§ Exercise objective
Extract every line below that contains the word "white".
== Raw records ==
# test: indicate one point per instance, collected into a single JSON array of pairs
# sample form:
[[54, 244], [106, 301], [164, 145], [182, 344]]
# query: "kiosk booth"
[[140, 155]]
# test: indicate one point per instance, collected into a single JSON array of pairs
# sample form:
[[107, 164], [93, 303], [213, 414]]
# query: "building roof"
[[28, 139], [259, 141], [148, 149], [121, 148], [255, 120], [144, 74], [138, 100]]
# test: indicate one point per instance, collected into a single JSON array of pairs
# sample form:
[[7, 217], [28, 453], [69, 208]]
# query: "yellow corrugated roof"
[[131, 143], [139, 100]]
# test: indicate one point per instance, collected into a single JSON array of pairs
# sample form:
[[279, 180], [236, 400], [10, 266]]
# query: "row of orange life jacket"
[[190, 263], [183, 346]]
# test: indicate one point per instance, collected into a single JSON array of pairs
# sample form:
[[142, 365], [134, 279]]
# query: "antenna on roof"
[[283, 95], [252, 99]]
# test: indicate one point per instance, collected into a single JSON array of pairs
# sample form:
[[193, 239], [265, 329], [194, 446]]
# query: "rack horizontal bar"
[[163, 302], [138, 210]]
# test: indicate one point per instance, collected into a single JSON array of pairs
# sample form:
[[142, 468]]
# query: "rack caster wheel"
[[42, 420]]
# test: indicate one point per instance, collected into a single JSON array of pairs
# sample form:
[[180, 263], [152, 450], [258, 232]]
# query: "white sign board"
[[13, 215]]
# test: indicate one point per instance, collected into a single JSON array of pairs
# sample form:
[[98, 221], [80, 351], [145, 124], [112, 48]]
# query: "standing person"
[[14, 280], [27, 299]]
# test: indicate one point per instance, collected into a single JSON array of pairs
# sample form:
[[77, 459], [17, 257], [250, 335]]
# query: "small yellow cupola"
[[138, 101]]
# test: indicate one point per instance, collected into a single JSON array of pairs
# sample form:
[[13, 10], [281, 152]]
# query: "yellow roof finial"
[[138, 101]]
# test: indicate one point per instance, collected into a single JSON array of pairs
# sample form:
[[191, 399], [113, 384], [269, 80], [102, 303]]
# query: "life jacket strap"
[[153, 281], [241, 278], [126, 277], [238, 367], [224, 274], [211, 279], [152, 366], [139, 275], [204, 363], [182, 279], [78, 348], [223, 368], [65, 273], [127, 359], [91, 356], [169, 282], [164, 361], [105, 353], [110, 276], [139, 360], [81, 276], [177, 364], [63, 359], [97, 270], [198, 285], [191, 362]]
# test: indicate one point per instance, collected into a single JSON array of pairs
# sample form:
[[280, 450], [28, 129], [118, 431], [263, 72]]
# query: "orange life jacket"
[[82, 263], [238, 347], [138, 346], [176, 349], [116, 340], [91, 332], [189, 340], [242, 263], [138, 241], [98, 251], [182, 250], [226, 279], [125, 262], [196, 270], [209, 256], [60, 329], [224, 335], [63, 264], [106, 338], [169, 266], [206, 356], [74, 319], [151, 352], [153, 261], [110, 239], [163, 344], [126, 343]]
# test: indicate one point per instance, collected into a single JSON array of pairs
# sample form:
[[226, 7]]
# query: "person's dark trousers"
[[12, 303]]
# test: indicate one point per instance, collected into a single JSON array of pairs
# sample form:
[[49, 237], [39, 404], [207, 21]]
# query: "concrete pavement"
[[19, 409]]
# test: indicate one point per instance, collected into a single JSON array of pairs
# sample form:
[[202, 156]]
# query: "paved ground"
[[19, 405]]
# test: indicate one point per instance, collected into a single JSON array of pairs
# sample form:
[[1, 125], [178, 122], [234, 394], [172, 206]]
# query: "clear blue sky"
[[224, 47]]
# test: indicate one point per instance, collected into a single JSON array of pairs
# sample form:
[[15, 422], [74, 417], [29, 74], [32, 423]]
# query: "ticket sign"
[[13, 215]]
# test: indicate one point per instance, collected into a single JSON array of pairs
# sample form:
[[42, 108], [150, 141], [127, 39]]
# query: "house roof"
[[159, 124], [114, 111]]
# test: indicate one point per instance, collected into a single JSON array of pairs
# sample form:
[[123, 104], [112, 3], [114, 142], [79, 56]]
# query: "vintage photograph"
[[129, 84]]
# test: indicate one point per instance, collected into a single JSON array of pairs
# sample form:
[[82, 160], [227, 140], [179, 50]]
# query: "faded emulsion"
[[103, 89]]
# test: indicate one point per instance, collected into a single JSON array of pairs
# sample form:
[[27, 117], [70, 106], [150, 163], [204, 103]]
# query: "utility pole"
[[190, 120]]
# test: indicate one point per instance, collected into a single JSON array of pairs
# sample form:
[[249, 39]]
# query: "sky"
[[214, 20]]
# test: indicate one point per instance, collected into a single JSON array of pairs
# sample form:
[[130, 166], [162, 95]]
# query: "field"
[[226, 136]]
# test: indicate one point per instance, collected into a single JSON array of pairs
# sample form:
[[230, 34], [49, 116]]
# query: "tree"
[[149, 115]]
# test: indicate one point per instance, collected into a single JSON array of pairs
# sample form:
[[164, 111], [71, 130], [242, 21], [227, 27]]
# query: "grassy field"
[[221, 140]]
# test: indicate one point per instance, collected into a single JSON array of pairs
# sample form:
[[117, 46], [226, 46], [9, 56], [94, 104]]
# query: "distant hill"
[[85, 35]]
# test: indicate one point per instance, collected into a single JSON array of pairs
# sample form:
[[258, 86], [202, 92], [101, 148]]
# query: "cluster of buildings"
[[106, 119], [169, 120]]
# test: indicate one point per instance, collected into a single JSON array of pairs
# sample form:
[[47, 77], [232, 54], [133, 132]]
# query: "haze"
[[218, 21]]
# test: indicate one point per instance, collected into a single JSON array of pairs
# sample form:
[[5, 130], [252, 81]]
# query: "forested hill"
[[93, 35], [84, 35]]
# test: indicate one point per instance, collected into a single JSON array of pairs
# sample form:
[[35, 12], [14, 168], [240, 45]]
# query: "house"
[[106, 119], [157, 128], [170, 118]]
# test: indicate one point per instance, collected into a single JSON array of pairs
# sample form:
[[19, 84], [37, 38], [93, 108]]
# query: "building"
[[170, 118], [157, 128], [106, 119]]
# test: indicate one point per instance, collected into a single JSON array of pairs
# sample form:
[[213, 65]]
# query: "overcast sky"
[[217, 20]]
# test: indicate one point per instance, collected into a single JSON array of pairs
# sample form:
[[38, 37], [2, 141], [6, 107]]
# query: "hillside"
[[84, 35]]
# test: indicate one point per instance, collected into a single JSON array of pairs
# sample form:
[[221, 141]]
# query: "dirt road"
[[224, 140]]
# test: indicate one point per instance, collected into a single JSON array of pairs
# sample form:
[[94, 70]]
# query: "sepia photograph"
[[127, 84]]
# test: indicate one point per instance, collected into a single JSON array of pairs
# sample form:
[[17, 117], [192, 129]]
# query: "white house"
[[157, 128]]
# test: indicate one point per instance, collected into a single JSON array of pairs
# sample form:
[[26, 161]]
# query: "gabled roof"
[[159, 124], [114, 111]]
===
§ Problem solution
# query: "white sign board"
# query: "white house"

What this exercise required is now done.